## [Problem to solve]
Format the stretch of the records below, from the line containing "Check that every instance of the field" through the end, as a JSON list of strings, one string per line, with blank lines omitted.
----------
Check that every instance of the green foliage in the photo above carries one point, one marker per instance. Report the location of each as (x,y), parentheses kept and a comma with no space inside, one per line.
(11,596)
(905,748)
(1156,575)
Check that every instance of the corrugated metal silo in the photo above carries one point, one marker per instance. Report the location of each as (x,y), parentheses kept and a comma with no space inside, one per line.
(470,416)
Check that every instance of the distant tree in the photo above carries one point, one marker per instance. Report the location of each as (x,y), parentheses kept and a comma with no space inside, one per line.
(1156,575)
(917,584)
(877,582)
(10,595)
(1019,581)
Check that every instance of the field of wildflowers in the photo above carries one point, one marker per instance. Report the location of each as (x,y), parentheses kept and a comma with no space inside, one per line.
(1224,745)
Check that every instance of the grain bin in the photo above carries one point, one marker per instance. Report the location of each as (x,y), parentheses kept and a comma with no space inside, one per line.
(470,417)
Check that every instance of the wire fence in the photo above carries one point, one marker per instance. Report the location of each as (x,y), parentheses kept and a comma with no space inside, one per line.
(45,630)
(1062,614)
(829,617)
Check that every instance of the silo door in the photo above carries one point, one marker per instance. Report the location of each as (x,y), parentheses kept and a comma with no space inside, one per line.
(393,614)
----------
## [Reply]
[
  "Check that every instance of the field of wildflowers in the photo above carries one point, one marker per instance. Report the location of each as (x,y), parentheses kept and a comma with no space inside, one per line.",
  "(1224,745)",
  "Check that every instance of the grain bin in the photo above carries one point, one marker per instance. Report the location of each as (x,y), parentheses kept and a comma with no space inside, one per line.",
  "(470,417)",
  "Check that every instance of the wire fence in the photo above carries one point, one marker per instance. Report the location of each as (x,y), parentheses kept and a comma with no space inside, one per line.",
  "(45,630)",
  "(1062,614)",
  "(829,617)",
  "Check that every instance of the silo door in the photo above carries one point, one marker per instance. Report the location of each as (x,y), parentheses kept and a comma with no space inside, one per line.",
  "(393,614)"
]